## YOUR OBJECTIVE
Present every line of the records below as a Markdown table with the columns "No." and "Text", numbering each row and skipping blank lines. Leave the pictures out.

BEGIN SUPPLIED RECORDS

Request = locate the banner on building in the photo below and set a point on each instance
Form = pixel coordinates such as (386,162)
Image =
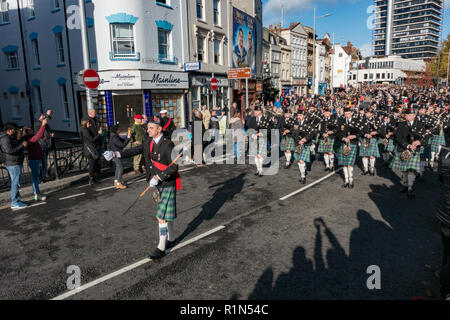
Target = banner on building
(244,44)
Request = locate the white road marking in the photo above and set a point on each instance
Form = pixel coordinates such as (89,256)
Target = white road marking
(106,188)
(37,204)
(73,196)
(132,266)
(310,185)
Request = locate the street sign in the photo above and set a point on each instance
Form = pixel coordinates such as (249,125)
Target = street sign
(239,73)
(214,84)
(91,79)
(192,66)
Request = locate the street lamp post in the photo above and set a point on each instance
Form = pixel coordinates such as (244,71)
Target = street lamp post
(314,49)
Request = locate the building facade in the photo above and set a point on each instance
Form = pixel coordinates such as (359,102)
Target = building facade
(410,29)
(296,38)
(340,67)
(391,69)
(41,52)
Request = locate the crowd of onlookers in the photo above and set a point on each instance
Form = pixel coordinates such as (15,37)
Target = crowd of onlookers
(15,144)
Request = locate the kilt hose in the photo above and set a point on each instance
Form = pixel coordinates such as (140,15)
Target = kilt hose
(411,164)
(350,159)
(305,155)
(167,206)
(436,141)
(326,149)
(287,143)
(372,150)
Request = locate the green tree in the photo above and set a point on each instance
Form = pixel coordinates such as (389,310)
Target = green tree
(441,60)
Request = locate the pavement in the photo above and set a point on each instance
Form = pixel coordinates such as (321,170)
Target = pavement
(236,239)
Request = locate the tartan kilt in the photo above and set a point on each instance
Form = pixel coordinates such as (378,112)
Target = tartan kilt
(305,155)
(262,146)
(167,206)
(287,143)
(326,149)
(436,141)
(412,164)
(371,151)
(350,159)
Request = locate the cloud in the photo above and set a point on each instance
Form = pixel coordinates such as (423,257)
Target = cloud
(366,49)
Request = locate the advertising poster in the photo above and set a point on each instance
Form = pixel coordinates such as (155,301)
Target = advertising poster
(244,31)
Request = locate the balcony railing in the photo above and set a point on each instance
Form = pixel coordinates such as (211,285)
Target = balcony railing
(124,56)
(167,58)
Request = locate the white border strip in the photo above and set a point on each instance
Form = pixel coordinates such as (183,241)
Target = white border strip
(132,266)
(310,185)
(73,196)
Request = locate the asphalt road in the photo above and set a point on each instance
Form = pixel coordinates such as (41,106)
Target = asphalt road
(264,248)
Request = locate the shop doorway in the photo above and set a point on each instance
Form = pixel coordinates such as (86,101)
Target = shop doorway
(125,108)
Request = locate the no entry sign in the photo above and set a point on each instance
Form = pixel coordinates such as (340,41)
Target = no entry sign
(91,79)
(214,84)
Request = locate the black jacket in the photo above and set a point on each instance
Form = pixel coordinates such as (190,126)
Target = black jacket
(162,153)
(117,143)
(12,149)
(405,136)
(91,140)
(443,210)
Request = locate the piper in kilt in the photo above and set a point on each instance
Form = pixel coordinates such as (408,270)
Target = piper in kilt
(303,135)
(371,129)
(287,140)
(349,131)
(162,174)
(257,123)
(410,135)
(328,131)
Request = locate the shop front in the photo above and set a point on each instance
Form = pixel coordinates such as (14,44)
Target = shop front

END SUPPLIED RECORDS

## EXERCISE RESPONSE
| No. | Text |
|---|---|
| 1 | Request = locate the banner on building in the photo below and set a point on each instance |
| 2 | Form = pixel coordinates such as (386,162) |
| 3 | Image = |
| 4 | Target = banner on building |
| 5 | (244,44) |
| 6 | Request = locate the white road marking in the photo above and set a point on each instance |
| 7 | Form = pixel coordinates such as (89,256) |
| 8 | Target = white road marking |
| 9 | (106,188) |
| 10 | (37,204) |
| 11 | (73,196) |
| 12 | (132,266) |
| 13 | (310,185) |
| 14 | Request = locate the street sign in the photo above and set a point on each instance |
| 15 | Form = pixel coordinates such as (249,125) |
| 16 | Target = street sign |
| 17 | (239,73) |
| 18 | (214,84) |
| 19 | (91,79) |
| 20 | (192,66) |
| 21 | Request = locate the street lamp post in the photo above and set a point on each instance |
| 22 | Form = pixel coordinates such as (244,71) |
| 23 | Target = street lamp post |
| 24 | (314,49) |
| 25 | Request = locate the building facade in the photo above and set a point on each instance |
| 26 | Form = pixel coordinates such as (359,102) |
| 27 | Target = building facade |
| 28 | (410,29) |
| 29 | (296,38) |
| 30 | (340,67) |
| 31 | (391,69) |
| 32 | (41,52) |
| 33 | Request = locate the crowd of onlookers in the photo above and set a point on each instance |
| 34 | Form = pixel coordinates such as (15,37) |
| 35 | Target = crowd of onlookers |
| 36 | (15,144) |
| 37 | Request = locate the kilt hose in the photo above and set a point on each instance |
| 38 | Form = pixel coordinates such as (140,15) |
| 39 | Target = kilt hose |
| 40 | (411,164) |
| 41 | (350,159) |
| 42 | (305,155) |
| 43 | (167,206) |
| 44 | (436,141) |
| 45 | (326,149) |
| 46 | (287,143) |
| 47 | (372,150) |
| 48 | Request = locate the green tree in the photo above and set a point on each instance |
| 49 | Form = pixel coordinates such as (389,310) |
| 50 | Target = green tree |
| 51 | (441,60) |
| 52 | Request = locate the pavement in the photo above and set a point on each instance |
| 53 | Form = pixel coordinates such as (321,170) |
| 54 | Target = pavement |
| 55 | (236,239) |
| 56 | Request = locate the tartan kilt in the photo above and set a point on each instance |
| 57 | Form = pixel coordinates such as (378,112) |
| 58 | Target = tartan kilt |
| 59 | (305,155) |
| 60 | (262,146) |
| 61 | (167,206) |
| 62 | (287,143) |
| 63 | (326,149) |
| 64 | (436,141) |
| 65 | (412,164) |
| 66 | (371,151) |
| 67 | (350,159) |
| 68 | Request = locate the cloud in the photo above and set a point on each instance |
| 69 | Form = pixel coordinates such as (423,257) |
| 70 | Target = cloud |
| 71 | (366,49) |
| 72 | Request = locate the advertising poster in the photo above and set a point on each instance |
| 73 | Form = pixel coordinates such as (155,301) |
| 74 | Target = advertising poster |
| 75 | (244,31) |
| 76 | Request = locate the balcony railing in the photo above and set a point on each instance |
| 77 | Form = pixel coordinates such as (211,285) |
| 78 | Target = balcony railing |
| 79 | (124,56) |
| 80 | (167,58) |
| 81 | Request = locate the white border strip in the photo above and set a point on each instance |
| 82 | Form = pixel coordinates such as (183,241) |
| 83 | Target = white border strip |
| 84 | (132,266) |
| 85 | (310,185) |
| 86 | (73,196) |
| 87 | Request = locate the asphalt road in the photo above and set a point on each instance |
| 88 | Form = pixel coordinates such as (41,106) |
| 89 | Target = asphalt road |
| 90 | (264,248) |
| 91 | Request = locate the shop doorway in the photo above and set a point on each instance |
| 92 | Form = pixel coordinates such as (86,101) |
| 93 | Target = shop doorway |
| 94 | (125,108) |
| 95 | Request = locate the no entry sign in the photo above and set a point on each instance |
| 96 | Form = pixel coordinates such as (340,41) |
| 97 | Target = no entry sign |
| 98 | (91,79) |
| 99 | (214,84) |
| 100 | Request = locate the black jacket in the photo above and set a point on each instance |
| 101 | Form = pixel coordinates such as (190,126) |
| 102 | Target = black jacket |
| 103 | (162,153) |
| 104 | (117,143) |
| 105 | (12,149) |
| 106 | (405,136) |
| 107 | (91,140) |
| 108 | (443,210) |
| 109 | Request = locate the piper in kilt in the photo above and set a point on each instance |
| 110 | Form = pixel coordinates such as (408,270) |
| 111 | Target = piper in kilt |
| 112 | (303,135) |
| 113 | (371,129) |
| 114 | (287,140) |
| 115 | (349,131) |
| 116 | (162,174) |
| 117 | (257,123) |
| 118 | (410,135) |
| 119 | (328,131) |
| 120 | Request = locate the shop front in the photo above and set a point on each instance |
| 121 | Form = pixel coordinates such as (14,44) |
| 122 | Target = shop front |